Difficulty swallowing, also called ‘dysphagia’, is caused by a diverse group of disorders that result in trouble transferring food or liquid from the mouth into the stomach. Unfortunately, many people suffer with swallowing issues. Whilst often mild, sometimes the issues can progress, leading to malnutrition, weight loss or aspiration of food into the lungs.
Different types of Swallowing Disorders:
Swallowing problems can be divided into 2 major types:
(i) Upper or ‘Oropharyngeal’ dysphagia: This is trouble at the level of the mouth and throat. Food or liquids cannot be properly moved from the mouth into the oesophagus. Often there will be aspiration of foods or liquids into the lungs leading to coughing and sometimes choking when trying to swallow.
(iI) Lower or ‘Oesophageal’ dysphagia: This is trouble at the level of the oesophagus. Food or liquids will get stuck or be slow to pass through the oesophagus. People experiencing this often feel chest pain/chest fullness, nausea, and at times will have to force vomiting into to dislodge the stuck food.
What causes swallowing problems?
-Stroke (sometimes this is the only symptom of stroke)
-Polymyositis (chronic muscle inflammation)
-Zenker’s diverticulum (pharyngeal pouch)

TRY IT
Continue the text on swallowing disorders, starting after its last line about Zenker’s diverticulum.

DATA EXTRACTS

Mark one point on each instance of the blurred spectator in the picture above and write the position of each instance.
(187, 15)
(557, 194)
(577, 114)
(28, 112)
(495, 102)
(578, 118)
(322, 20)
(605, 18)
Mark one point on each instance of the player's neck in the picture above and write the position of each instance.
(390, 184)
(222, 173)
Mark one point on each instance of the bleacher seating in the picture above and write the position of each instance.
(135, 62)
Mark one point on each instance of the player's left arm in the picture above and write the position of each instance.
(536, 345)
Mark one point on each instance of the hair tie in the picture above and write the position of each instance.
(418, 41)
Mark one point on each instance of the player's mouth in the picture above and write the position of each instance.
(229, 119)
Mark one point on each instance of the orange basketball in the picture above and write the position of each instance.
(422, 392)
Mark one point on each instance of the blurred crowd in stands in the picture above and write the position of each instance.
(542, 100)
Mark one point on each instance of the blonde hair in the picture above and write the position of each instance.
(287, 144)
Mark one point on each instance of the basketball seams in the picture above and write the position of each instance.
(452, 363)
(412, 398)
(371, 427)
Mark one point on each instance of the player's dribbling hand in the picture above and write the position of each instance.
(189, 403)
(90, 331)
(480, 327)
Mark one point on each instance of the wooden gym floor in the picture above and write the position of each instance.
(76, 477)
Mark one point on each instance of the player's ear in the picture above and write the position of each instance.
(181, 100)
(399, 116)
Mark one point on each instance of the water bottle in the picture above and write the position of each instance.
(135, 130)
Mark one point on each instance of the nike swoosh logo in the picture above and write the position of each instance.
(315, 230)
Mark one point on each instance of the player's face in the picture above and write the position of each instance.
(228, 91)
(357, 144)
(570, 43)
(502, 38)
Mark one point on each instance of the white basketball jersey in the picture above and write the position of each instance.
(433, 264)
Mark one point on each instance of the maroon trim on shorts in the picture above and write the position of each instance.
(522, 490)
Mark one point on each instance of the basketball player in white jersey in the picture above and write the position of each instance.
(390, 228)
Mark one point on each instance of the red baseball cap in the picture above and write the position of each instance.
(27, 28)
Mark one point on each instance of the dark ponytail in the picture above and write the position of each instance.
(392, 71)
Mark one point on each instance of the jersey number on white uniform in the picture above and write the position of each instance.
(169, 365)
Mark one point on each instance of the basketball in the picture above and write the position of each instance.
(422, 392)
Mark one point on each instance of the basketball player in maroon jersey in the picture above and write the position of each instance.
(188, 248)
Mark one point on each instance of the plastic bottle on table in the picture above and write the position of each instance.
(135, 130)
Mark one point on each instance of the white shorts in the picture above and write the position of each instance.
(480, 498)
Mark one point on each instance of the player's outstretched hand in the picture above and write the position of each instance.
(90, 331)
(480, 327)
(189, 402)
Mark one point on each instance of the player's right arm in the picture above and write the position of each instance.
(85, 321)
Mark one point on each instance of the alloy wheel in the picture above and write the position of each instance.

REPLY TO THE EXERCISE
(ii) Lower or oesophageal swallowing problems can be further divided into two categories:
- Chronic heartburn / reflux issues (peptic strictures/Schatzki rings)
- Oesophageal cancer
- Auto-immune diseases (eosinophilic oesophagitis/upper digestive Crohn’s disease)
- Infection (HSV, CMV, and sometimes Candida)
- Achalasia (the lower oesophageal stricture does not relax, keeps solids/liquids inside the oesophagus for a prolonged period of time)
- Scleroderma (minimal contraction of the oesophagus)
- Jackhammer/nutcracker oesophagus (excessive contraction of the oesophagus)
How do you diagnose swallowing problems?
Swallowing problems can be challenging to diagnose and require careful assessment. There may be overlapping conditions that require a multi-step approach to treatment. The tests that we use at Gastro IQ include:
- Video fluoroscopy: Through the guidance of our Speech Language Pathologist, the patient swallows different types of fluids with different consistencies. The images are saved and oral swallowing reflux is studied. Any abnormalities in the reflex or aspiration of fluid into the lungs is consider an abnormal test.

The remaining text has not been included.